━━━ 読む文章 ━━━

数年前から折り紙など紙工作が流行り始め、今、本屋さんではたくさんの切り絵の本が売られています。

最近の切り絵の本はデザインも豊富で、初心者向けの折り紙に切り込みを入れて開いてつくるものや、切り絵のふせん、飛び出すカード、天井からぶらさげるモビールのようなものまで、おしゃれなものがたくさんあります。

私も2年ほど前から切り絵をときどき作ったりするのですが、2年たってもまだ初心者レベルで上達しません。なぜなら、「切り絵をやるのはストレス解消のため」という、とてもおしゃれとは言えない理由だからです。しかも、思い立った時にしかやらないため、特にうまくもなりません。

こんな私ですが、それでもなぜか切り絵をずっとやっていきたいな、と思ってます。

━━━ データ一覧 ━━━

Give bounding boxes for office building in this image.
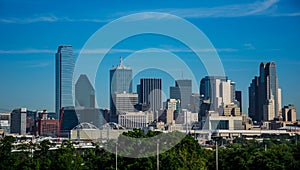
[202,111,244,130]
[109,57,132,122]
[282,105,297,122]
[249,62,281,122]
[170,80,192,109]
[235,91,243,112]
[60,107,79,131]
[0,113,11,133]
[248,76,261,122]
[200,76,233,114]
[37,110,59,137]
[189,93,200,113]
[10,108,27,135]
[118,112,154,129]
[75,74,95,107]
[223,104,242,116]
[138,78,162,113]
[55,46,75,117]
[111,93,138,114]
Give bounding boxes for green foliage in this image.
[0,132,300,170]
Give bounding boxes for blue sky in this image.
[0,0,300,118]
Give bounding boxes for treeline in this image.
[0,130,300,170]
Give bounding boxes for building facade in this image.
[75,74,95,107]
[249,62,281,122]
[118,112,154,129]
[170,80,192,109]
[111,93,138,114]
[55,46,75,117]
[282,105,297,122]
[109,58,132,122]
[138,78,162,113]
[10,108,27,135]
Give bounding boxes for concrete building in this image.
[137,78,162,113]
[235,91,243,112]
[75,74,96,107]
[10,108,27,135]
[282,105,297,122]
[118,112,154,129]
[203,111,244,130]
[249,62,281,122]
[200,76,235,114]
[112,93,138,115]
[223,104,242,116]
[109,57,132,122]
[55,45,75,117]
[0,113,11,133]
[37,110,59,137]
[189,93,200,113]
[170,80,192,109]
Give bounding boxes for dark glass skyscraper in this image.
[248,62,280,122]
[138,78,162,113]
[170,80,192,109]
[55,46,75,117]
[75,74,95,107]
[109,57,132,122]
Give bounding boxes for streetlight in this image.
[116,141,118,170]
[211,135,222,170]
[156,139,159,170]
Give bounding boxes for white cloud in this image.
[0,49,55,54]
[0,48,238,54]
[244,43,255,50]
[0,0,300,23]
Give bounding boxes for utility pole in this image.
[156,139,159,170]
[116,141,118,170]
[212,135,222,170]
[216,140,219,170]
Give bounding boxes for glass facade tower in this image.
[109,57,132,122]
[55,45,75,118]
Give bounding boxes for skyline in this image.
[0,0,300,117]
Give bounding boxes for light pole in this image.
[116,141,118,170]
[211,136,222,170]
[156,139,159,170]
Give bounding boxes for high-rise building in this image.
[118,112,154,129]
[200,76,227,112]
[249,62,281,122]
[282,105,297,122]
[248,76,262,122]
[200,76,227,102]
[189,93,201,113]
[75,74,95,107]
[109,57,132,122]
[235,91,243,112]
[55,45,75,117]
[10,108,27,135]
[111,93,138,114]
[170,80,192,109]
[138,78,162,113]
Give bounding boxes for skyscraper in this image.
[248,62,281,122]
[200,76,233,114]
[260,62,279,119]
[109,57,132,122]
[248,76,262,122]
[235,91,243,112]
[75,74,95,107]
[10,108,27,135]
[138,78,162,113]
[170,80,192,109]
[55,46,75,117]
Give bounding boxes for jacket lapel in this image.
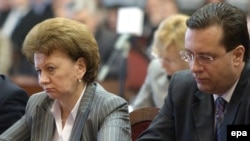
[221,63,250,140]
[31,97,55,141]
[192,91,215,141]
[70,83,96,141]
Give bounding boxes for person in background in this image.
[0,31,13,76]
[132,14,189,109]
[137,3,250,141]
[0,32,29,134]
[0,17,131,141]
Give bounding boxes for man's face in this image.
[185,26,237,94]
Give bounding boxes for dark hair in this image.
[186,2,249,61]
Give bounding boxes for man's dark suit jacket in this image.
[137,63,250,141]
[0,75,29,134]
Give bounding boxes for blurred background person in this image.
[1,0,52,85]
[132,14,189,109]
[0,31,13,77]
[0,32,29,134]
[0,18,131,141]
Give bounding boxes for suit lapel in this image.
[221,65,250,140]
[31,97,55,141]
[70,83,96,141]
[192,91,215,141]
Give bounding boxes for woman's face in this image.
[34,50,86,99]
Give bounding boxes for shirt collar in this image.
[213,79,239,103]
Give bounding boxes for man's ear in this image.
[234,45,245,64]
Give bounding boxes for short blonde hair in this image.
[22,17,100,83]
[152,14,189,56]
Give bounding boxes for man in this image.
[138,3,250,141]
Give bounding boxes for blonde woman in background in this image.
[132,14,188,109]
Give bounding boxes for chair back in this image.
[129,107,159,141]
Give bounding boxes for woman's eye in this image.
[36,70,41,74]
[48,67,55,71]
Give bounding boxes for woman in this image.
[132,14,189,109]
[0,18,130,141]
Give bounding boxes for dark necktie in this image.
[215,97,227,141]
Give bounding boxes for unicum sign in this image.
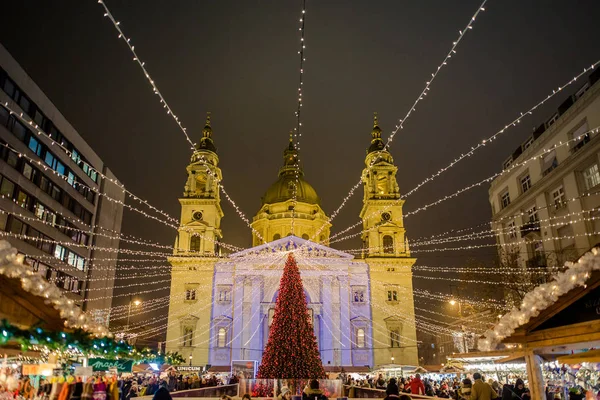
[88,358,133,372]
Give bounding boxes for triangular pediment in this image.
[229,235,354,260]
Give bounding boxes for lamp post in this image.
[449,299,469,353]
[125,297,142,333]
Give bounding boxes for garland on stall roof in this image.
[0,320,135,358]
[478,248,600,351]
[0,240,110,337]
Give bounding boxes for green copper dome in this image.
[262,133,321,204]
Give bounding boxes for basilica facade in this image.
[166,116,418,371]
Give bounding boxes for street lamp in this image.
[449,299,469,353]
[125,297,142,333]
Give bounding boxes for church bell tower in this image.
[360,113,418,366]
[166,113,223,366]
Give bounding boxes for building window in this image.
[356,328,365,349]
[552,186,567,210]
[527,206,539,222]
[500,189,510,208]
[352,288,365,303]
[383,235,394,254]
[390,329,400,347]
[521,174,531,193]
[571,122,591,153]
[217,328,227,347]
[185,289,196,301]
[190,235,200,251]
[507,221,517,239]
[542,150,558,175]
[183,326,194,347]
[583,164,600,190]
[388,290,398,301]
[217,286,231,303]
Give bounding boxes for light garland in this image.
[329,127,600,243]
[331,60,600,239]
[290,0,306,235]
[478,248,600,351]
[0,240,110,336]
[302,0,487,247]
[3,102,244,251]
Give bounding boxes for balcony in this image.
[521,221,541,237]
[571,134,590,153]
[526,254,548,269]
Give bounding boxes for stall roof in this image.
[479,247,600,350]
[557,349,600,364]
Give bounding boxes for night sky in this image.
[0,0,600,342]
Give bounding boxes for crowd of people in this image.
[346,373,531,400]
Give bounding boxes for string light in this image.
[98,0,195,151]
[330,60,600,243]
[290,0,306,235]
[4,102,248,251]
[329,127,600,244]
[300,0,487,247]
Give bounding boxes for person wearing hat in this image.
[470,372,498,400]
[277,386,292,400]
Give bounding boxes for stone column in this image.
[319,276,332,365]
[338,276,352,365]
[244,276,263,361]
[525,350,544,399]
[229,275,246,359]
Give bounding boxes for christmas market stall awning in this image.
[0,240,109,336]
[463,246,600,398]
[557,349,600,364]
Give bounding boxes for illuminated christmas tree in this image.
[258,254,326,379]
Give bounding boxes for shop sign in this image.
[22,364,56,376]
[231,360,258,379]
[75,367,94,376]
[177,365,204,372]
[88,358,133,372]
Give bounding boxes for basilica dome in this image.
[262,174,321,204]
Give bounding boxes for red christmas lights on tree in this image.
[258,254,327,379]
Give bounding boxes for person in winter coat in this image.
[375,374,385,389]
[458,378,473,400]
[302,379,329,400]
[384,378,400,400]
[152,382,173,400]
[408,374,425,394]
[513,378,531,400]
[469,372,498,400]
[277,386,292,400]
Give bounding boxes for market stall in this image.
[460,248,600,399]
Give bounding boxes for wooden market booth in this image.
[451,268,600,399]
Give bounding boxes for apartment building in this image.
[0,45,124,324]
[489,69,600,268]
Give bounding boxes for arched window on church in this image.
[383,235,394,254]
[356,328,365,349]
[217,328,227,347]
[190,236,200,251]
[183,326,194,347]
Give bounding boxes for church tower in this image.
[166,113,223,366]
[252,133,331,246]
[360,113,418,366]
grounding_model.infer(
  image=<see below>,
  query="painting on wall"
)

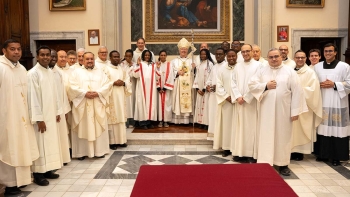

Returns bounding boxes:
[277,25,289,42]
[87,29,100,46]
[144,0,231,42]
[49,0,86,11]
[286,0,325,8]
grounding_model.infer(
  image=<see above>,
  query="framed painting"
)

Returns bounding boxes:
[277,25,289,42]
[144,0,231,42]
[87,29,100,46]
[49,0,86,11]
[286,0,325,8]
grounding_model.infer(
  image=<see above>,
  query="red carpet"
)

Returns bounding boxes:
[131,164,297,197]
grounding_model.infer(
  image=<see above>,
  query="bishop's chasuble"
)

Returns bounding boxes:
[0,56,39,187]
[106,64,131,144]
[68,66,112,158]
[248,64,307,166]
[27,63,63,173]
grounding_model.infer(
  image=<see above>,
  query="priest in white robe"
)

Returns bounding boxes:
[95,46,110,73]
[157,50,174,127]
[49,50,71,165]
[193,49,213,130]
[314,43,350,166]
[248,48,307,176]
[213,49,237,157]
[27,46,63,186]
[106,51,131,150]
[68,52,112,160]
[205,48,229,140]
[132,38,155,64]
[171,38,196,124]
[231,44,261,163]
[133,50,160,129]
[291,50,323,161]
[0,39,39,195]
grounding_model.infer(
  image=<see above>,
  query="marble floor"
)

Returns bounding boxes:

━━━

取り組む問題>
[A] 切り絵の文章で、最近の切り絵の本にある作品の種類として挙げられているものを全部書き出してください。
[B] 切り絵の文章の「数年前から折り紙など紙工作が」から「こんな私ですが、それでもなぜか切り絵をずっとやっていきたいな、と思ってます。」までを、最後の語句も含めてそのまま書き写してください。

答え>
[A]
・初心者向けの折り紙に切り込みを入れて開いてつくるもの
・切り絵のふせん
・飛び出すカード
・天井からぶらさげるモビールのようなもの

[B]
数年前から折り紙など紙工作が流行り始め、今、本屋さんではたくさんの切り絵の本が売られています。

最近の切り絵の本はデザインも豊富で、初心者向けの折り紙に切り込みを入れて開いてつくるものや、切り絵のふせん、飛び出すカード、天井からぶらさげるモビールのようなものまで、おしゃれなものがたくさんあります。

私も2年ほど前から切り絵をときどき作ったりするのですが、2年たってもまだ初心者レベルで上達しません。なぜなら、「切り絵をやるのはストレス解消のため」という、とてもおしゃれとは言えない理由だからです。しかも、思い立った時にしかやらないため、特にうまくもなりません。

こんな私ですが、それでもなぜか切り絵をずっとやっていきたいな、と思ってます。